• **Geciteerde tekst**
ECLI:NL:RBSGR:2010:BN5477

Rechtbank 's-Gravenhage

Datum uitspraak
29 juli 2010
Publicatiedatum
5 april 2013
Zaaknummer
AWB 09/44288
Instantie
Rechtbank 's-Gravenhage
Type
Uitspraak
Procedures
  • Eerste aanleg - enkelvoudig
Rechters
  • J.M. Janse van Mantgem
Vindplaatsen
  • Rechtspraak.nl
AI samenvatting door LexboostAutomatisch gegenereerd

Restitutie van leges in vreemdelingenzaken en de mogelijkheid van bezwaar

In deze zaak heeft eiser op 22 juli 2009 een verzoek ingediend om restitutie van leges, welke door verweerder op 29 september 2009 werd afgewezen. Eiser maakte bezwaar tegen deze afwijzing, maar ook dit bezwaar werd ongegrond verklaard. Eiser heeft vervolgens beroep ingesteld en de zaak werd op 16 juli 2010 openbaar behandeld. De rechtbank heeft in haar uitspraak van 29 juli 2010 geoordeeld dat de legesheffing onderdeel uitmaakt van de beslissing op de aanvraag en dat deze beslissing onherroepelijk was. Eiser had geen lopende procedure meer bij de IND en kon geen rechtsmiddelen meer aanwenden tegen de beslissing van de IND. De rechtbank oordeelde dat het verzoek om restitutie van leges gelijkgesteld moet worden met een herhaalde aanvraag, en dat de leges niet als onverschuldigd betaald kunnen worden beschouwd, ook al bleek achteraf dat de aanvraag niet nodig was geweest.

De rechtbank verwees naar eerdere uitspraken en het beleid van de Vreemdelingencirculaire, waaruit blijkt dat bezwaren tegen legesheffing naar voren kunnen worden gebracht in het kader van een verzoek om restitutie. Eiser had ervoor gekozen om zowel bezwaar te maken tegen het niet doen van een aanbod in het kader van de pardonregeling als een aanvraag in te dienen. De rechtbank concludeerde dat de keuze aan eiser was en dat verweerder ten onrechte had gesteld dat het verzoek om restitutie in de lopende procedure van de vergunningverlening ingediend had moeten worden. De rechtbank verklaarde het beroep ongegrond en er waren geen gronden om een van de partijen te veroordelen in de proceskosten.

• **Opdracht 1**
Som alle datums op die voorkomen in de lopende tekst onder de kop "Restitutie van leges in vreemdelingenzaken en de mogelijkheid van bezwaar" in de tekst over de legesuitspraak.
• **Opdracht 2**
Welke rechter wordt in de tekst over de legesuitspraak vermeld?
• **Opdracht 3**
Schrijf de tekst over de legesuitspraak verder, te beginnen na de laatste zin.

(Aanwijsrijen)
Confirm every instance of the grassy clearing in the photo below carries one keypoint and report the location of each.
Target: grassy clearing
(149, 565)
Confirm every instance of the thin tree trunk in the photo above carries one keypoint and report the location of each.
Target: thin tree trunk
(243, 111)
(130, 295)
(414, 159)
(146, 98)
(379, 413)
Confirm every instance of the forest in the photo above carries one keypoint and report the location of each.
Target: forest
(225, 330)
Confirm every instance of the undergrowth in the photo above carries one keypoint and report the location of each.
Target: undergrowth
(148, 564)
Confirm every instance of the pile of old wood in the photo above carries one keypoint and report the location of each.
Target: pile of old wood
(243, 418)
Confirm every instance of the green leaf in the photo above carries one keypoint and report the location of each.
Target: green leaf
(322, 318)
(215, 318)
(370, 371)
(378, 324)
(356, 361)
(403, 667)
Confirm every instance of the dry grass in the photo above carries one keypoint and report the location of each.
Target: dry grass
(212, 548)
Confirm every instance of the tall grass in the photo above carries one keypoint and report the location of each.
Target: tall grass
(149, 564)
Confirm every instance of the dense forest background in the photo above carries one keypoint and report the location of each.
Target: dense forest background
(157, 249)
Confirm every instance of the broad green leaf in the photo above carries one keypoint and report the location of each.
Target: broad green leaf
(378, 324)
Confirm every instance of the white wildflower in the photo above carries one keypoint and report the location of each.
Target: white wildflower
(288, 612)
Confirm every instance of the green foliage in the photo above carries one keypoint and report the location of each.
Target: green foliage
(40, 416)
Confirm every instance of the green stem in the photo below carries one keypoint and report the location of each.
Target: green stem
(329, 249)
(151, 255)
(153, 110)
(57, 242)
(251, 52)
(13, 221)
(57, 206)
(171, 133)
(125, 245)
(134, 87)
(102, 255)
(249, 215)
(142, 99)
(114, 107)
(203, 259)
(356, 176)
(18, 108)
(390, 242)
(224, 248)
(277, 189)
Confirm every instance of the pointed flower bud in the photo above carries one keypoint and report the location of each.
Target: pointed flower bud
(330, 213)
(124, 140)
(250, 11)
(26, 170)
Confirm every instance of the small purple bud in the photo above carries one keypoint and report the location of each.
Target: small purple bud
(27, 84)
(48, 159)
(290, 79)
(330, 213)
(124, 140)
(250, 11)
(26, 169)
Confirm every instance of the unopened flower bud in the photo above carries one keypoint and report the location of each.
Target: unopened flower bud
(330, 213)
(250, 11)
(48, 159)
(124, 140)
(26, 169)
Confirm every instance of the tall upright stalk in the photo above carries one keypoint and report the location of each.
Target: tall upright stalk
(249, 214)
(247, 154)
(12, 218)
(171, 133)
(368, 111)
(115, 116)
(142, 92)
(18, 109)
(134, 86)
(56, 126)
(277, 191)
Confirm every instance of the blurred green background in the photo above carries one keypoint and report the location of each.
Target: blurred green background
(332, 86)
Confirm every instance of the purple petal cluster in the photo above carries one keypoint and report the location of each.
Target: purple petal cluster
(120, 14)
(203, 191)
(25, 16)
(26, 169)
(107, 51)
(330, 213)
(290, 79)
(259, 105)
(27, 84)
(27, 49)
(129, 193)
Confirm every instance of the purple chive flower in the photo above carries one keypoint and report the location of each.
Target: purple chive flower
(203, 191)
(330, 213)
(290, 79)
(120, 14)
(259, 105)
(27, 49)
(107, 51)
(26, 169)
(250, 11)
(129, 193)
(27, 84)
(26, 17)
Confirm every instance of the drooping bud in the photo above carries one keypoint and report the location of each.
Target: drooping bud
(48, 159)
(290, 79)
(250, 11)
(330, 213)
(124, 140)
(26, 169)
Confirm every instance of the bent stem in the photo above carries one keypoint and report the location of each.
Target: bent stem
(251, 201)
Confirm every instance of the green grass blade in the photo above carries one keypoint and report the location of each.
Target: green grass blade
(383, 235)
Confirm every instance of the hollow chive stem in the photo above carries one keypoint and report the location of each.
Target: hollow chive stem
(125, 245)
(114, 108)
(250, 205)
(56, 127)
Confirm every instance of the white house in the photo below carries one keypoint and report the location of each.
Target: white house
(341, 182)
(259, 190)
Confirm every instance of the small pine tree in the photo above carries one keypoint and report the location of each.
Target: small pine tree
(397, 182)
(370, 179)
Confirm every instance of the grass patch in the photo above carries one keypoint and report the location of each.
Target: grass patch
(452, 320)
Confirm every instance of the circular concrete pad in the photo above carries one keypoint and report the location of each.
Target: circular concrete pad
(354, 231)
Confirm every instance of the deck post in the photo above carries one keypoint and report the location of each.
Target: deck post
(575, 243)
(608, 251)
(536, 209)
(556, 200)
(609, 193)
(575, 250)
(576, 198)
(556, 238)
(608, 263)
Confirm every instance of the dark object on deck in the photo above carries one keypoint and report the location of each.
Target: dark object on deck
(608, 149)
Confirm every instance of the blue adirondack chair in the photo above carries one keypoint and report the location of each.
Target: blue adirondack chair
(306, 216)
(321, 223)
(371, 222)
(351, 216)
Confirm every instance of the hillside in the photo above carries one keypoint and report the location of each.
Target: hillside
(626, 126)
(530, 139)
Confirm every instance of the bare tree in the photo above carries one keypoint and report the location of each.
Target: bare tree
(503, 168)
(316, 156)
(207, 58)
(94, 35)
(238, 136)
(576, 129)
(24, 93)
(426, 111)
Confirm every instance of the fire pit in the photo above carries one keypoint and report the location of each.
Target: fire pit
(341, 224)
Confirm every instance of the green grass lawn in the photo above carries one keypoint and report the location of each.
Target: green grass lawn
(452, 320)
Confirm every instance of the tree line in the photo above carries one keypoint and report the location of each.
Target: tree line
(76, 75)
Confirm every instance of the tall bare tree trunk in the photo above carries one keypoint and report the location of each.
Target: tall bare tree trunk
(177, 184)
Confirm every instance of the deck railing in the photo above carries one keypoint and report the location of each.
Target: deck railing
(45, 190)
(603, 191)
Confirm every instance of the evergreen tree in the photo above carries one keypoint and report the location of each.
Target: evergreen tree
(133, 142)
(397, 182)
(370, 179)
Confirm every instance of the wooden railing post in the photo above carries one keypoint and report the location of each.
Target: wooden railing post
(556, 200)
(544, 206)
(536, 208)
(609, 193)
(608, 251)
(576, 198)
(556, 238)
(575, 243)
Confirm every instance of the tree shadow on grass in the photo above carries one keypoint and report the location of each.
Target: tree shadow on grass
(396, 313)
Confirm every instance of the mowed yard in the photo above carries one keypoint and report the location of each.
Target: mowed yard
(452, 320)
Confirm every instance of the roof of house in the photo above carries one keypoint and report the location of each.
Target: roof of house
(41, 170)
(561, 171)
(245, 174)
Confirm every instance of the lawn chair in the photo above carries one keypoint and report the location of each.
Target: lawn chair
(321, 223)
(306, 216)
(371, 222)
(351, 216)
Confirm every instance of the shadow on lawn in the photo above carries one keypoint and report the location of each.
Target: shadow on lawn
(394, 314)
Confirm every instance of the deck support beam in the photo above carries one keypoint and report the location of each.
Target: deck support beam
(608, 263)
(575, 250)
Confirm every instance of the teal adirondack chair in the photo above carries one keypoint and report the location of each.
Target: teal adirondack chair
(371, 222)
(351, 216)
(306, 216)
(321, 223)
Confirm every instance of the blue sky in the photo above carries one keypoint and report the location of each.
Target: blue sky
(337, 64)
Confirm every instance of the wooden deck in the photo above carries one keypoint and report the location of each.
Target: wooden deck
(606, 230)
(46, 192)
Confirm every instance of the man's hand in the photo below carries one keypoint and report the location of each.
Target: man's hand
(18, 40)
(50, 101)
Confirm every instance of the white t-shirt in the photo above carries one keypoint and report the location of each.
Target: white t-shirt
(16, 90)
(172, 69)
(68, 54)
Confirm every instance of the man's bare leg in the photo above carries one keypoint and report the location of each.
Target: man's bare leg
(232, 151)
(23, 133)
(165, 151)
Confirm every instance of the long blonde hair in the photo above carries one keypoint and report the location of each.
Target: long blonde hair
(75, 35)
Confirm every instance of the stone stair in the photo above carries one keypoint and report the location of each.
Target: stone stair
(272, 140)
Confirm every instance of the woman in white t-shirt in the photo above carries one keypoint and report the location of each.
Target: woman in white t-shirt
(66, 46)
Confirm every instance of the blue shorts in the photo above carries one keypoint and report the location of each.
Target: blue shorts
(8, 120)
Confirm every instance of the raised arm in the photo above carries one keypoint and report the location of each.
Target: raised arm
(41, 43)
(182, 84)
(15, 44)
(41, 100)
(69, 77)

• **Antwoord 1**
22 juli 2009, 29 september 2009, 16 juli 2010 en 29 juli 2010

• **Antwoord 2**
J.M. Janse van Mantgem

• **Antwoord 3**
Uitspraak

RECHTBANK ’s-GRAVENHAGE
Sector bestuursrecht
Nevenzittingsplaats Haarlem
zaaknummer: AWB 09 / 44288 (beroep)
uitspraak van de enkelvoudige kamer voor vreemdelingenzaken van 29 juli 2010
in de zaak van:
[eiser],
geboren op [geboortedatum], van Burkinabese nationaliteit,
eiser,
gemachtigde: mr. S. Singh, advocaat te Hoofddorp,
tegen:
de minister van Justitie, voorheen de staatsecretaris van Justitie,
verweerder,
gemachtigde: mr. E. Wantenaar, werkzaam bij de Immigratie- en Naturalisatiedienst (IND) te ’s-Gravenhage.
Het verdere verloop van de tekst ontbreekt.